What is expected:
Print the listing below exactly, leaving nothing out.
==*==
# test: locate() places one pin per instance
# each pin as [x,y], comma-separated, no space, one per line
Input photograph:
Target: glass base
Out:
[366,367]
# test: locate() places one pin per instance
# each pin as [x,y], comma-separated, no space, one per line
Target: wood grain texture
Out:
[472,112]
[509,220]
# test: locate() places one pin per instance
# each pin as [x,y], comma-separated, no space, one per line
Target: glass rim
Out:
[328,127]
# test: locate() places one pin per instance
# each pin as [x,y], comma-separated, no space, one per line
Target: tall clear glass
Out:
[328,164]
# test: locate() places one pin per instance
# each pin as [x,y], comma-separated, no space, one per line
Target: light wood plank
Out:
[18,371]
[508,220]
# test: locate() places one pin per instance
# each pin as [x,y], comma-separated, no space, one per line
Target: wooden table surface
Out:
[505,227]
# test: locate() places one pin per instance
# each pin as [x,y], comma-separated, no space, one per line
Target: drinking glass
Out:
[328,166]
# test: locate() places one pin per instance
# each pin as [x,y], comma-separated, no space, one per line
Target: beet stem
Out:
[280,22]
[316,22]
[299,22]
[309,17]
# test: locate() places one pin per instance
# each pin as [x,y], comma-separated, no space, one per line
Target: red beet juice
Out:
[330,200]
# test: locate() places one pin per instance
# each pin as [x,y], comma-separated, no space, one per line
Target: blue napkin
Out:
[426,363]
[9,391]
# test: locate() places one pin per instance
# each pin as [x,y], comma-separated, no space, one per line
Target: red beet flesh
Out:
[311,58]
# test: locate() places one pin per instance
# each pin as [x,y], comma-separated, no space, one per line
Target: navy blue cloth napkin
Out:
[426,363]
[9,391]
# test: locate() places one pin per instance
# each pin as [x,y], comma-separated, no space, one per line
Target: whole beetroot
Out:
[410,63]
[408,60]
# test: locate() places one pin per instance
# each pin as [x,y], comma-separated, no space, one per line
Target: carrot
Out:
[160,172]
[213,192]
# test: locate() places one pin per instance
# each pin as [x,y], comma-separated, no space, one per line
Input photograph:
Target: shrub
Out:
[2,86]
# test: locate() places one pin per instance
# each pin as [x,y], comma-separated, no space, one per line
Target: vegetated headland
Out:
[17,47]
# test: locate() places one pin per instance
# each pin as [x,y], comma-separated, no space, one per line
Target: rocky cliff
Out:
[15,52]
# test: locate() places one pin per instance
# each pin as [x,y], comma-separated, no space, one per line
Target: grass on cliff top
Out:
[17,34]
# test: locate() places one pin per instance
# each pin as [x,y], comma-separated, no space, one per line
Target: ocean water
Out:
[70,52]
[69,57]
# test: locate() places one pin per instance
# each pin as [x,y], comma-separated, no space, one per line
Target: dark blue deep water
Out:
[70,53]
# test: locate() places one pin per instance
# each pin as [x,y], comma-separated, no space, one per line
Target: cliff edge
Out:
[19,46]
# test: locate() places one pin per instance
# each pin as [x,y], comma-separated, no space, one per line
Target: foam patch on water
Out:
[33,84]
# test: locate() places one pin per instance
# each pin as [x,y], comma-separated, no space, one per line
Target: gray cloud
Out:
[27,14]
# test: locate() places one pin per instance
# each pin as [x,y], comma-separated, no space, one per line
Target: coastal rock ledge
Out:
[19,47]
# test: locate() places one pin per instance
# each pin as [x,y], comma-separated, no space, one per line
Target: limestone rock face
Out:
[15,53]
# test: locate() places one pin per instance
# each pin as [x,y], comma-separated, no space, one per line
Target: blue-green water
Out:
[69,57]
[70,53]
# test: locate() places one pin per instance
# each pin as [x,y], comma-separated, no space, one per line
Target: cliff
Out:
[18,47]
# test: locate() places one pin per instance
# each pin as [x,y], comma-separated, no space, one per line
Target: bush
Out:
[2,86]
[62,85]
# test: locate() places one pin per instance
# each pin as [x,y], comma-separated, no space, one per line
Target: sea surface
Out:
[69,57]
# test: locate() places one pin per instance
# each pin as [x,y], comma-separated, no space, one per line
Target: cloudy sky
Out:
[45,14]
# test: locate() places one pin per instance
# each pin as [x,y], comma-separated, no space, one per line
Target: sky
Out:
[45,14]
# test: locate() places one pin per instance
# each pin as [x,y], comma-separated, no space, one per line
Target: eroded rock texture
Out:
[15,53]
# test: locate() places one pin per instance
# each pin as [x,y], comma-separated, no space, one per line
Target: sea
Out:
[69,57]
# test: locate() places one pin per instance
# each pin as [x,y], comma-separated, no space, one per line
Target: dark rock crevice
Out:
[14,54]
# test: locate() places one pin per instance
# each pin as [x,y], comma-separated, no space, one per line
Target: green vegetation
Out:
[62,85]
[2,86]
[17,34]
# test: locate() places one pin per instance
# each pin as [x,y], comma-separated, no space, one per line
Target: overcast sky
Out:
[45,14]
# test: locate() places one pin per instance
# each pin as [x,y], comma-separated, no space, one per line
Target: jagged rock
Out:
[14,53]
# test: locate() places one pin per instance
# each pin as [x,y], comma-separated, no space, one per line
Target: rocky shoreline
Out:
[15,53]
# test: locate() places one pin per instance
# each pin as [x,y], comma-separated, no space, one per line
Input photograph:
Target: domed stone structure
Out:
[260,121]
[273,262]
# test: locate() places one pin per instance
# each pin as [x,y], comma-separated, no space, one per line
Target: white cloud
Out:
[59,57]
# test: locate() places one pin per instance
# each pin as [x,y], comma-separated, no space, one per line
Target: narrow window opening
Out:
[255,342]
==*==
Result below:
# test: locate() places one pin per instance
# each pin as [x,y], comma-separated, no space, one per line
Input photograph:
Target: glass base
Out:
[366,367]
# test: locate() places one pin per instance
# each pin as [x,y], comma-separated, no space, one per line
Target: wood grain texture
Out:
[472,112]
[509,220]
# test: locate() places one pin per instance
# each pin as [x,y], comma-separated, no space, one per line
Target: glass rim
Out:
[328,127]
# test: locate() places one pin per instance
# each pin as [x,y], comma-separated, no space, one per line
Target: tall clear glass
Out:
[328,164]
# test: locate() places one pin per instance
# each pin as [x,y], comma-separated, no space, one per line
Target: light wood plank
Out:
[18,371]
[508,220]
# test: locate() places one pin per instance
# each pin as [x,y], comma-separated, no space, one per line
Target: wooden table surface
Out:
[505,227]
# test: locate() places one pin per instance
# each pin as [x,y], comma-separated, no space, one per line
Target: drinking glass
Out:
[328,166]
# test: locate() places one pin per instance
# each pin as [x,y], comma-separated, no space, one per line
Target: beet stem
Out:
[280,22]
[316,22]
[299,22]
[309,17]
# test: locate() places one pin per instance
# each pin as [x,y], comma-separated, no space, one per line
Target: red beet juice
Out:
[330,200]
# test: locate() places one pin per instance
# each pin as [x,y], comma-separated, no space, one per line
Target: blue napkin
Out:
[426,363]
[9,391]
# test: locate() places one pin per instance
# each pin as [x,y], comma-separated, no space, one per line
Target: red beet flesh
Out:
[311,58]
# test: locate() places one pin per instance
# each pin as [x,y], comma-separated, no space, one per line
Target: navy blue cloth napkin
Out:
[426,363]
[9,391]
# test: locate() places one pin per instance
# each pin as [x,y], comma-separated, no space, one per line
Target: whole beetroot
Out:
[410,63]
[408,60]
# test: locate() places one pin per instance
# each pin as [x,y], comma-separated, no space, one per line
Target: carrot
Out:
[160,172]
[213,192]
# test: locate() places one pin per instance
# each pin as [x,y], comma-separated, no space, one per line
Input photograph:
Target: shrub
Out:
[2,86]
# test: locate() places one pin per instance
# each pin as [x,y], comma-separated, no space, one per line
Target: vegetated headland
Out:
[17,47]
# test: locate() places one pin per instance
# each pin as [x,y], comma-separated, no space, one per line
Target: rocky cliff
Out:
[15,52]
# test: locate() places one pin per instance
# each pin as [x,y], comma-separated, no space, one per line
Target: grass on cliff top
Out:
[17,34]
# test: locate() places one pin per instance
# each pin as [x,y], comma-separated, no space, one per line
Target: ocean water
Out:
[70,52]
[69,57]
# test: locate() places one pin per instance
# each pin as [x,y], comma-separated, no space, one per line
Target: dark blue deep water
Out:
[70,53]
# test: locate() places one pin per instance
# each pin as [x,y], comma-separated, no space, one per line
Target: cliff edge
Out:
[19,46]
# test: locate() places one pin per instance
# each pin as [x,y], comma-separated, no space, one per line
Target: foam patch on water
Out:
[33,84]
# test: locate() places one pin per instance
# each pin as [x,y], comma-separated, no space, one per line
Target: gray cloud
Out:
[27,14]
# test: locate() places one pin per instance
# each pin as [x,y], comma-separated, no space, one per line
Target: coastal rock ledge
Out:
[19,47]
# test: locate() places one pin per instance
# each pin as [x,y], comma-separated, no space, one per line
Target: limestone rock face
Out:
[15,53]
# test: locate() places one pin per instance
# each pin as [x,y], comma-separated, no space, one per line
Target: blue-green water
Out:
[69,57]
[70,53]
# test: locate() places one pin per instance
# each pin as [x,y], comma-separated, no space, one per line
Target: cliff
Out:
[18,47]
# test: locate() places one pin per instance
# each pin as [x,y], comma-separated, no space, one per line
Target: bush
Out:
[2,86]
[62,85]
# test: locate() places one pin per instance
# each pin as [x,y], comma-separated, no space, one per line
Target: sea surface
Out:
[69,57]
# test: locate() places one pin per instance
# each pin as [x,y], comma-separated, no space, one per line
Target: cloudy sky
Out:
[45,14]
# test: locate() places one pin per instance
# each pin as [x,y], comma-separated, no space, one per line
Target: sky
Out:
[45,14]
# test: locate() places one pin per instance
# each pin as [x,y], comma-separated, no space, one per line
Target: eroded rock texture
Out:
[15,53]
# test: locate() places one pin per instance
# each pin as [x,y], comma-separated, no space, one per line
Target: sea
Out:
[69,57]
# test: locate() places one pin per instance
# each pin as [x,y], comma-separated, no space, one per line
Target: dark rock crevice
Out:
[14,54]
# test: locate() places one pin per instance
# each pin as [x,y], comma-separated, no space, one per line
Target: green vegetation
Out:
[62,85]
[2,86]
[17,34]
# test: locate() places one pin per instance
# each pin as [x,y], comma-separated, no space, one per line
Target: overcast sky
Out:
[45,14]
# test: locate() places one pin per instance
# each pin as [x,y], comma-separated, no space, one per line
Target: jagged rock
Out:
[14,53]
# test: locate() places one pin per instance
# each pin as [x,y], comma-separated, no space, one per line
Target: rocky shoreline
Out:
[15,53]
# test: locate() places one pin per instance
# each pin as [x,y], comma-separated, no space, one per line
Input photograph:
Target: domed stone structure
Out:
[260,121]
[273,262]
# test: locate() places one pin per instance
# each pin as [x,y], comma-separated, no space, one per line
Target: white cloud
Out:
[59,57]
# test: locate() places one pin per instance
# each pin as [x,y], comma-separated, no space, one per line
Target: narrow window opening
Out:
[255,342]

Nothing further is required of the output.